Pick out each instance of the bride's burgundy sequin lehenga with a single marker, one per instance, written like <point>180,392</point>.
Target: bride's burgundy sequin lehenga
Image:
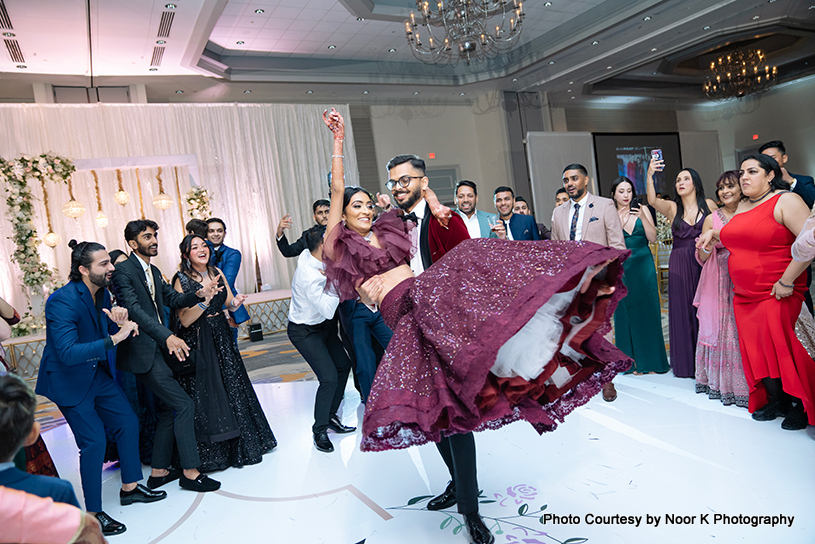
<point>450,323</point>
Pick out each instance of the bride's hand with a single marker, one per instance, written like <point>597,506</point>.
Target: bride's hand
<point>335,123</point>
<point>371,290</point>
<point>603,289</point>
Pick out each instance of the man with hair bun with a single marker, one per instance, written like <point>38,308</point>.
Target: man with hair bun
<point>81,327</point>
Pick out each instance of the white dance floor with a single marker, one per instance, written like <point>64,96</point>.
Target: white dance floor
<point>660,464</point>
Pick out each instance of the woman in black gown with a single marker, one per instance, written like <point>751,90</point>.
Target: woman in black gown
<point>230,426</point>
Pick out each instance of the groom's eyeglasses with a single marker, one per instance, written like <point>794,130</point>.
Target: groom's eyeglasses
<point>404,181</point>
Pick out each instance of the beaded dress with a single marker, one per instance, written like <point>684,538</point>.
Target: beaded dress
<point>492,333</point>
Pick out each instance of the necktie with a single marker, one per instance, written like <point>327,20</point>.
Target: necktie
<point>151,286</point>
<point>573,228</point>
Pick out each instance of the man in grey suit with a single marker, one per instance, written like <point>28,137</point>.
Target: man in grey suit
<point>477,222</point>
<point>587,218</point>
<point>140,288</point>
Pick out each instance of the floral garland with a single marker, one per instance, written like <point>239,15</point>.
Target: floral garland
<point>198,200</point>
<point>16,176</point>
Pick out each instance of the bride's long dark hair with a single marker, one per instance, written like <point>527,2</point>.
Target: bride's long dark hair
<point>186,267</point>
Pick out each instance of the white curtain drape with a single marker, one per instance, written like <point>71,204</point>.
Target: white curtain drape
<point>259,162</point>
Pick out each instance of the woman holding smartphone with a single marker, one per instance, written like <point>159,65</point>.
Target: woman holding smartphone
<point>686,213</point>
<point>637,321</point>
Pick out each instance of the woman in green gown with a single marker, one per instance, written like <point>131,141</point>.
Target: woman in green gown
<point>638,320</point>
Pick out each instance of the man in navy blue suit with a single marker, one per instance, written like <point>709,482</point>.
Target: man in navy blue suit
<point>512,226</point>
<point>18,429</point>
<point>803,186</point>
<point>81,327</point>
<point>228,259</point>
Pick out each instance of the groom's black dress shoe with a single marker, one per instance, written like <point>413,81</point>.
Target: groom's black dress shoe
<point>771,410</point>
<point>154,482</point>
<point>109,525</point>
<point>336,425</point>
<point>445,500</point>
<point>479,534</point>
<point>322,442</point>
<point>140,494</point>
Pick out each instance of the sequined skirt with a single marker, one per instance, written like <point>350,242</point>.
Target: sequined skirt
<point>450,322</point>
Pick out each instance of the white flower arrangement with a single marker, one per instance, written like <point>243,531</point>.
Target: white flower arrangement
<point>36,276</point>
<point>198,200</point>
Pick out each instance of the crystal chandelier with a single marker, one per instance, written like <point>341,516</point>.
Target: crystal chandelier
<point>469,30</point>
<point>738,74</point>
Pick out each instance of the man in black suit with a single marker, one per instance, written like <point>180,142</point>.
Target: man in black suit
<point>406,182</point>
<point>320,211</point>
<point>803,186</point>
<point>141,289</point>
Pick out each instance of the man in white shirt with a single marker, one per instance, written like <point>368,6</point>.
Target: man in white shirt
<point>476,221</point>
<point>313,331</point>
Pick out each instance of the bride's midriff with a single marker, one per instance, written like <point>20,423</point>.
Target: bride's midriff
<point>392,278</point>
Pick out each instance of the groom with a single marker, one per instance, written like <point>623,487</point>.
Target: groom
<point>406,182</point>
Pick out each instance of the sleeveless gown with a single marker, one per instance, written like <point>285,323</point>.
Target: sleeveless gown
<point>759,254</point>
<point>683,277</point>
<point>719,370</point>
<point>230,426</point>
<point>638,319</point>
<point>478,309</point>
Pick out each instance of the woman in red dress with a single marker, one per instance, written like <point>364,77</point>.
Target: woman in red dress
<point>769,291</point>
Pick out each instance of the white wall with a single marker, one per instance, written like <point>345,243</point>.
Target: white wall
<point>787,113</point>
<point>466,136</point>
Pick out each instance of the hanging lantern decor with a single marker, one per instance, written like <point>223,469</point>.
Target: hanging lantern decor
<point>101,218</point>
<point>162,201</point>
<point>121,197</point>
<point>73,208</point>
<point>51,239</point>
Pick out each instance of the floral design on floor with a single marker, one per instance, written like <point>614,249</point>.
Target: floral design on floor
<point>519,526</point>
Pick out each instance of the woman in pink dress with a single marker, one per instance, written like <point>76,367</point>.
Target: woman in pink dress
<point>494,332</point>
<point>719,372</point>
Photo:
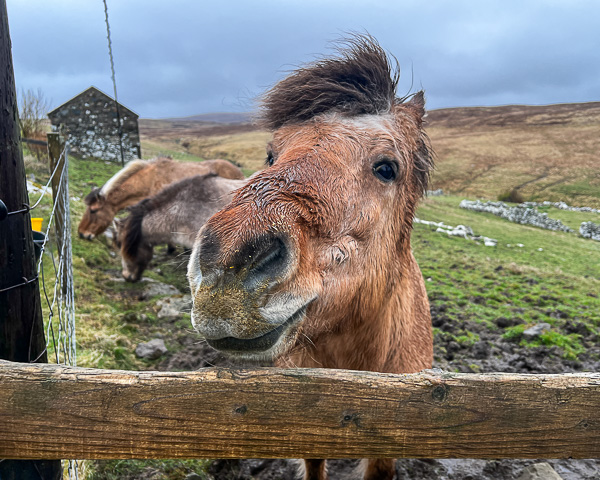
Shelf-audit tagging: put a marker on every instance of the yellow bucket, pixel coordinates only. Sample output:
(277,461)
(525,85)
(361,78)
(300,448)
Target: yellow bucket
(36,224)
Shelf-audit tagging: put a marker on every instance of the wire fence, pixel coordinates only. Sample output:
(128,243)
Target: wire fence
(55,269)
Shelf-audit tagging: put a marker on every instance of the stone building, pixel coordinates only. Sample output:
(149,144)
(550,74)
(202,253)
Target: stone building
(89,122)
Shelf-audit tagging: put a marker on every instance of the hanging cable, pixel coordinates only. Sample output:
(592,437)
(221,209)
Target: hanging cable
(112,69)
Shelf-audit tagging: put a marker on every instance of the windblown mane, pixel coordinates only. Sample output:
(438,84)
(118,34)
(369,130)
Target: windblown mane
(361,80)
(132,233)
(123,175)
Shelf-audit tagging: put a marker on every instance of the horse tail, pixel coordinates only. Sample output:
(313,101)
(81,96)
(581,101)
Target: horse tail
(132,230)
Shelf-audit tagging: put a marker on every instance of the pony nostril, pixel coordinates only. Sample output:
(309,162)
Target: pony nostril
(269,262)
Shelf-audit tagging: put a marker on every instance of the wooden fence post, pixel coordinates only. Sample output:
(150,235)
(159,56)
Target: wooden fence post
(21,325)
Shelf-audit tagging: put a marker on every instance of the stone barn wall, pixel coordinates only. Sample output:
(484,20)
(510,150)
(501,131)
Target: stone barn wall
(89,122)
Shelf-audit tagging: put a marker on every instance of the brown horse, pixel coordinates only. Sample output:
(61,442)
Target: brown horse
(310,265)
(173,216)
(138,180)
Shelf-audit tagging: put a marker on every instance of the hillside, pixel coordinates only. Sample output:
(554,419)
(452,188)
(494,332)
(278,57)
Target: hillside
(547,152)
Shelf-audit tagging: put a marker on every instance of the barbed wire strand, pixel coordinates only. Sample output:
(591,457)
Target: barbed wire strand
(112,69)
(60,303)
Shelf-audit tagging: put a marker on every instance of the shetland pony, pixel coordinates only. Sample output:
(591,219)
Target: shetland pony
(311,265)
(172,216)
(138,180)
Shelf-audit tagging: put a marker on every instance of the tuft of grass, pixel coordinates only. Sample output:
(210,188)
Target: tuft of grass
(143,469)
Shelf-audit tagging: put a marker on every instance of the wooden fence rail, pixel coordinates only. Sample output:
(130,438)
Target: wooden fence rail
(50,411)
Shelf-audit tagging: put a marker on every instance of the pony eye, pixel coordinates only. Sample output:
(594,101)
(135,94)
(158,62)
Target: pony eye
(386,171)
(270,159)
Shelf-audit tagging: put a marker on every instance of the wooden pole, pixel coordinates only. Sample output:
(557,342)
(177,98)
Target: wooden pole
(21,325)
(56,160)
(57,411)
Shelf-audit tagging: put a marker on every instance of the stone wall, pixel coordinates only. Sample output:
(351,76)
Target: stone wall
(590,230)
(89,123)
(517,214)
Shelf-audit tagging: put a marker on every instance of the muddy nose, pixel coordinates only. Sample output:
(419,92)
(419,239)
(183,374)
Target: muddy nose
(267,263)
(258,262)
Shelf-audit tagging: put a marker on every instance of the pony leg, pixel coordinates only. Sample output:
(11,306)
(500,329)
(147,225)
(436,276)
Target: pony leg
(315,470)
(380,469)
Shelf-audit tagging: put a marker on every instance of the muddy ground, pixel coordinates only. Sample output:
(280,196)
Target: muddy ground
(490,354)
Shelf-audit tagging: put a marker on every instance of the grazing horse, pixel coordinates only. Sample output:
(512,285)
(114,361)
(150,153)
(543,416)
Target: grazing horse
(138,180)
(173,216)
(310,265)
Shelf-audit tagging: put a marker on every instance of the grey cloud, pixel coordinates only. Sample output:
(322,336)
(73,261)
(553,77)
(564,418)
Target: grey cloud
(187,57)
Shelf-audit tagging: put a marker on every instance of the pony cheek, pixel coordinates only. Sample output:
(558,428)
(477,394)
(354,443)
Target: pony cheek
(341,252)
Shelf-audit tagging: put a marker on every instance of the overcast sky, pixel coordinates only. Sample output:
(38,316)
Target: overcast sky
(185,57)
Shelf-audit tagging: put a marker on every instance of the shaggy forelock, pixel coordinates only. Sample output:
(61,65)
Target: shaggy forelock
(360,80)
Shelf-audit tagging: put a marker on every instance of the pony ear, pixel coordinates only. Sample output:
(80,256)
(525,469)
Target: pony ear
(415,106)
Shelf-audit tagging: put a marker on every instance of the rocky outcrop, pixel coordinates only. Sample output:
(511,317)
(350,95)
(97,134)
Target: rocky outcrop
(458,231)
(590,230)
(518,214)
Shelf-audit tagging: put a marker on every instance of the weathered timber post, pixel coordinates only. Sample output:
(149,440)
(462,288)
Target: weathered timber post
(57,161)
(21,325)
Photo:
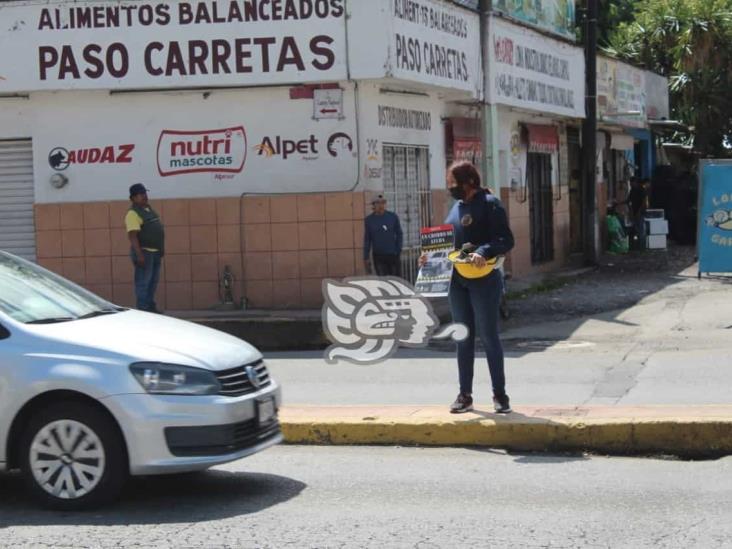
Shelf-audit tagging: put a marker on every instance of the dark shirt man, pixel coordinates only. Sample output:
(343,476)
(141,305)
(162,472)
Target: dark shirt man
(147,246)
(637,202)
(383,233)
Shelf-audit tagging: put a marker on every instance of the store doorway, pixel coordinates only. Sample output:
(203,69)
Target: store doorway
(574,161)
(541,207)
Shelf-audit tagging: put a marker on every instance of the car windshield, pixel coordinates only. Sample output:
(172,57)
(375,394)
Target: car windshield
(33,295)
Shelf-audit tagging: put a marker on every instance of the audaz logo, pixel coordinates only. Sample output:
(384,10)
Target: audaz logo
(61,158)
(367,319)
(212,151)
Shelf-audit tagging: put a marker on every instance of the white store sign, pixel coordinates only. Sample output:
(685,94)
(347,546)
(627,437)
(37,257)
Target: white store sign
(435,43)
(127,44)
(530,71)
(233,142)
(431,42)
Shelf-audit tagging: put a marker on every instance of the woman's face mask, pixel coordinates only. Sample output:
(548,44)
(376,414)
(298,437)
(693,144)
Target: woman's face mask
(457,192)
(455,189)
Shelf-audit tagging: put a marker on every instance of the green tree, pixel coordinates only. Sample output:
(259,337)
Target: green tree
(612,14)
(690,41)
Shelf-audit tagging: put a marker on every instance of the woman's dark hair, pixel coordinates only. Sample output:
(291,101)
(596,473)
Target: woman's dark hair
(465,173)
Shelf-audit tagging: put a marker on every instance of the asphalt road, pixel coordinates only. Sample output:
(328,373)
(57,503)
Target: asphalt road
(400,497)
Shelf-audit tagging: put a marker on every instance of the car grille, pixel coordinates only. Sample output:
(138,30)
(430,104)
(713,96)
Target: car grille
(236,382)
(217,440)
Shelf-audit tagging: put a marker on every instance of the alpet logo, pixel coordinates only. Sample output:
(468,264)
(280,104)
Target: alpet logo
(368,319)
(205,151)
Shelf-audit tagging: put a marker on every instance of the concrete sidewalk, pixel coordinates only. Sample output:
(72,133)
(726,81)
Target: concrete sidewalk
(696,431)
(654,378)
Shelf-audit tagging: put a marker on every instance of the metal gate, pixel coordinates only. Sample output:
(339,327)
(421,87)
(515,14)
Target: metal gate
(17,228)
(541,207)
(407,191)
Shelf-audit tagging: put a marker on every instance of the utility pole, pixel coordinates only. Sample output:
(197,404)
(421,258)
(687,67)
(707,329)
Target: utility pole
—————
Rewrite everything in the records from the line containing "Pick out each instance of the white curtain" down to the line containing "<point>738,74</point>", putting "glittering skirt" in place of "sequined skirt" and leaving all else unchanged. Return only those lines.

Pick out each instance of the white curtain drape with a single marker, one per instance, written like <point>71,204</point>.
Target: white curtain drape
<point>259,162</point>
Pick out each instance of the woman holding smartphone with a single marker, one per instance, written like <point>159,65</point>.
Target: woman holding smartphone
<point>686,213</point>
<point>637,321</point>
Pick out each instance of the woman in green gown with a single marker, one per instance, written like <point>131,141</point>.
Target: woman in green gown
<point>638,320</point>
Pick out each instance of the man in navy blue suit with a single marker, one per instance, written like <point>709,482</point>.
Target: man in navy blue suit
<point>512,226</point>
<point>18,429</point>
<point>803,186</point>
<point>81,327</point>
<point>228,259</point>
Pick out each instance of the groom's black dress shoe with a single marker, one per instance, written like <point>413,81</point>.
Target: groom's black dress shoe
<point>771,410</point>
<point>154,482</point>
<point>109,525</point>
<point>336,425</point>
<point>445,500</point>
<point>479,534</point>
<point>322,442</point>
<point>140,494</point>
Pick out each instance of the glittering skirt with a single marker, one per instance, written like <point>350,242</point>.
Target: glittering skirt
<point>450,322</point>
Pick out each instance of the white flower arrangement with a single marker, one per instance, written like <point>243,531</point>.
Target: white flower arrangement
<point>36,276</point>
<point>198,200</point>
Pick out each instance of the crystal chandelier with a single marker, one per instance, written like <point>341,516</point>.
Target: crystal chandelier
<point>469,30</point>
<point>738,74</point>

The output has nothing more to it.